ENTRIES SHOWN:
* * * *

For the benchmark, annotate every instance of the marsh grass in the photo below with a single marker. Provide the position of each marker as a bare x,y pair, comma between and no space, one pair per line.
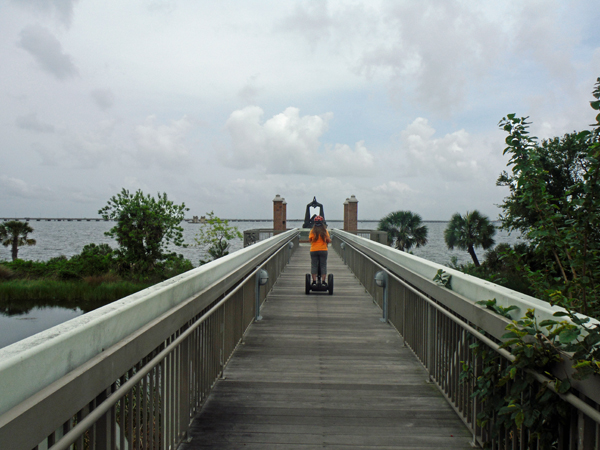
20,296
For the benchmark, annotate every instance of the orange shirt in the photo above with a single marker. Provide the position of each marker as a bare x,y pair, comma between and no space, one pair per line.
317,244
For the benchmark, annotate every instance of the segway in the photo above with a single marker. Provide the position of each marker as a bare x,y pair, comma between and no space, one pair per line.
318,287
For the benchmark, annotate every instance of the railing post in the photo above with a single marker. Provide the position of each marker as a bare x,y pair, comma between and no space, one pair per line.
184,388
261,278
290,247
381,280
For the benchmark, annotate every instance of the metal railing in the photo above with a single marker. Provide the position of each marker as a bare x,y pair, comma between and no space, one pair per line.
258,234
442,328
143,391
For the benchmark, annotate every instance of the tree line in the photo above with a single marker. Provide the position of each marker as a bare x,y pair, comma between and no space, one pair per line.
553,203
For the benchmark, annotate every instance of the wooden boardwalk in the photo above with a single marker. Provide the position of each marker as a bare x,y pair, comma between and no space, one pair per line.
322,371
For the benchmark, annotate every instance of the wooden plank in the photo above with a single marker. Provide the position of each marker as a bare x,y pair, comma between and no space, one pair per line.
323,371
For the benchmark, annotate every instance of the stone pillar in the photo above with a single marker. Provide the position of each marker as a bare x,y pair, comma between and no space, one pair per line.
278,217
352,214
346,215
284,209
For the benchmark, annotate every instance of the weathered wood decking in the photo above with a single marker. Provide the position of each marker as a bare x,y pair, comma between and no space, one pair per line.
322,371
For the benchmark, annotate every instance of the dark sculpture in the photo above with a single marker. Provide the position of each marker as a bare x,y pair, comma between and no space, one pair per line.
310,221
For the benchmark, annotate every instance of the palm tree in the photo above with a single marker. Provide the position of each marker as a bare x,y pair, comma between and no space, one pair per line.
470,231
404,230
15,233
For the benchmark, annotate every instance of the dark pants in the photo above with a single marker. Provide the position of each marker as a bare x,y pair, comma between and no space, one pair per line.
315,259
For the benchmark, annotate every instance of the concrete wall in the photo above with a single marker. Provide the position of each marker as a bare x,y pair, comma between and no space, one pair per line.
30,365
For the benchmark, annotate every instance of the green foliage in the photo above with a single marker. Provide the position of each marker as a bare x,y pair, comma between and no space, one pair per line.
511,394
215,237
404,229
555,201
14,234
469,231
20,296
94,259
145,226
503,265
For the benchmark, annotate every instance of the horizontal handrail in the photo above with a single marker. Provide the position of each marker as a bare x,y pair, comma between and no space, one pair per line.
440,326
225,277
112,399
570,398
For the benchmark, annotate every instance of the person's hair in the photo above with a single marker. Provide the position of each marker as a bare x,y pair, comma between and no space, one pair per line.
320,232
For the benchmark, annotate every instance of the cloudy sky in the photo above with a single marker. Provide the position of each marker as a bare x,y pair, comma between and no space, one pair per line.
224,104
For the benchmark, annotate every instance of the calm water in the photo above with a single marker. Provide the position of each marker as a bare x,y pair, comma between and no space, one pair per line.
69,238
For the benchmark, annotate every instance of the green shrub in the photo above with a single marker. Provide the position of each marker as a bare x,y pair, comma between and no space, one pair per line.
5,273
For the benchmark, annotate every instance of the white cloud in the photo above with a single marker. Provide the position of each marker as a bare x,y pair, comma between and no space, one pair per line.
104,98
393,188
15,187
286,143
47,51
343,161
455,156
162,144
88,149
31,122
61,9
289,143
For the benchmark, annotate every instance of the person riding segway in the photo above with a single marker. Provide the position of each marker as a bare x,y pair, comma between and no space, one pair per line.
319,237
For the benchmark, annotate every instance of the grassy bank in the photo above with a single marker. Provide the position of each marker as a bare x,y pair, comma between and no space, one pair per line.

* * * *

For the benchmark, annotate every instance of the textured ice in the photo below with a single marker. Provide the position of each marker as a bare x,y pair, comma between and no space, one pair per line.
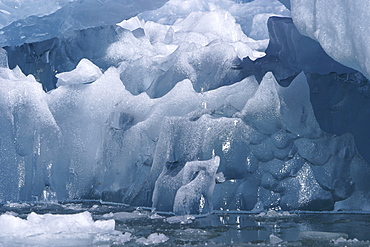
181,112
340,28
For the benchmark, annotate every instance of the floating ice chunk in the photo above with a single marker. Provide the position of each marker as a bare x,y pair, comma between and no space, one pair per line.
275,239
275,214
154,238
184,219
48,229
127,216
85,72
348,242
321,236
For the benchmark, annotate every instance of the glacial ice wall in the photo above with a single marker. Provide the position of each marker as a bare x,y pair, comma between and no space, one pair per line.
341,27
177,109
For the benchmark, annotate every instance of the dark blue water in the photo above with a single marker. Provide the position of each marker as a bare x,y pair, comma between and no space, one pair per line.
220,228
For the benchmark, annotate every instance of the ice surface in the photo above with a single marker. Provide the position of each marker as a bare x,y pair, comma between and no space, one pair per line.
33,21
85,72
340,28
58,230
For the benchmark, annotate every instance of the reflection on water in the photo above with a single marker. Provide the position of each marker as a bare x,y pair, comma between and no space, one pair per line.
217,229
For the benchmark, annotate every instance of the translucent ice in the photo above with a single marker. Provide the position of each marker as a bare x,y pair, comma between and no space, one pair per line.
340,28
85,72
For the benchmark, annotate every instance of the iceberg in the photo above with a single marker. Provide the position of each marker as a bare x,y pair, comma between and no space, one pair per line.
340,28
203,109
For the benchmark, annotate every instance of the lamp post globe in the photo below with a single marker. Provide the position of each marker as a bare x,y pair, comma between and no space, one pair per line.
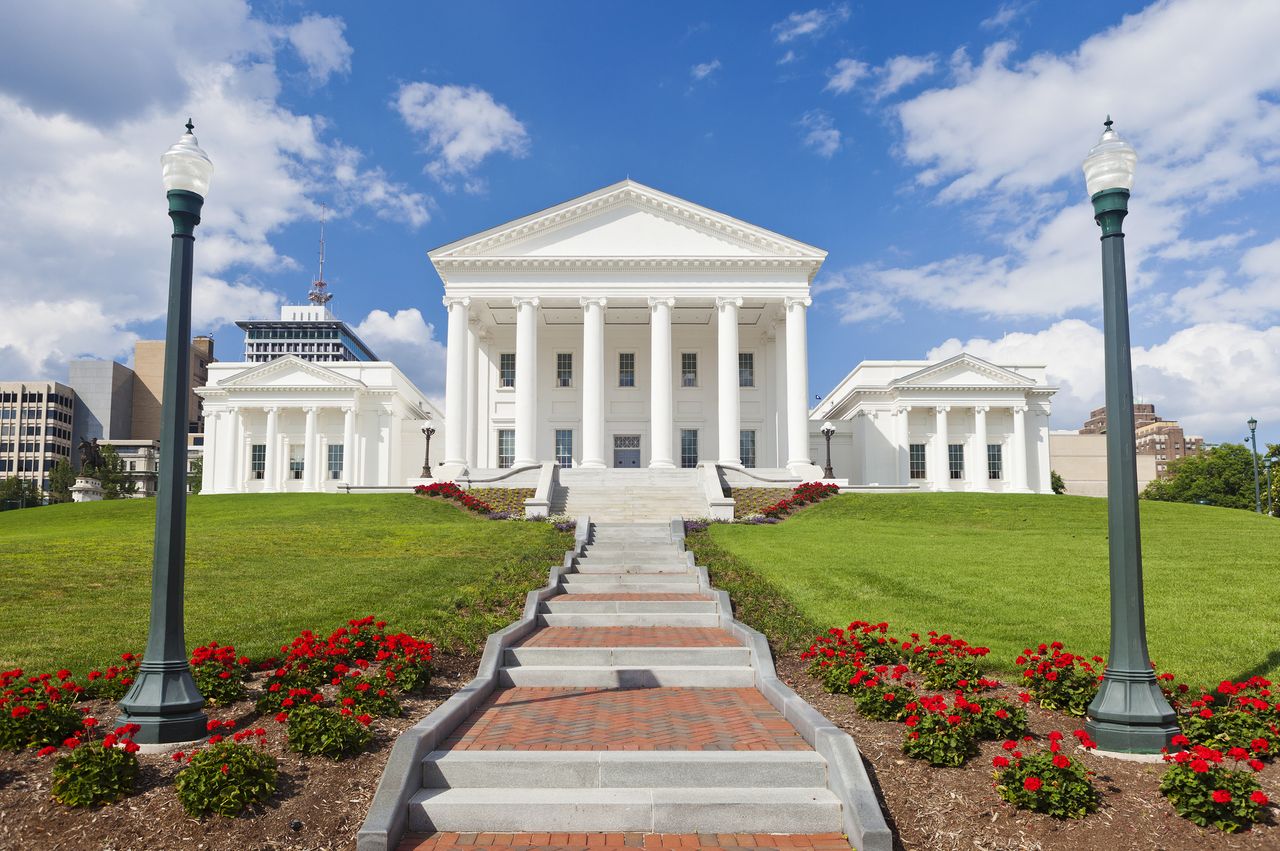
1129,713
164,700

* * * *

THE REQUEST:
Locate each line of the data above that contains the word "iceberg", and copy every one of those lines. Case counts.

THE RESPONSE:
For the benchmark, annotate every instance of the iceberg in the photo above with a single marker. Provide the position of each marker as a bare x,y pair, comma between and no space, one pair per line.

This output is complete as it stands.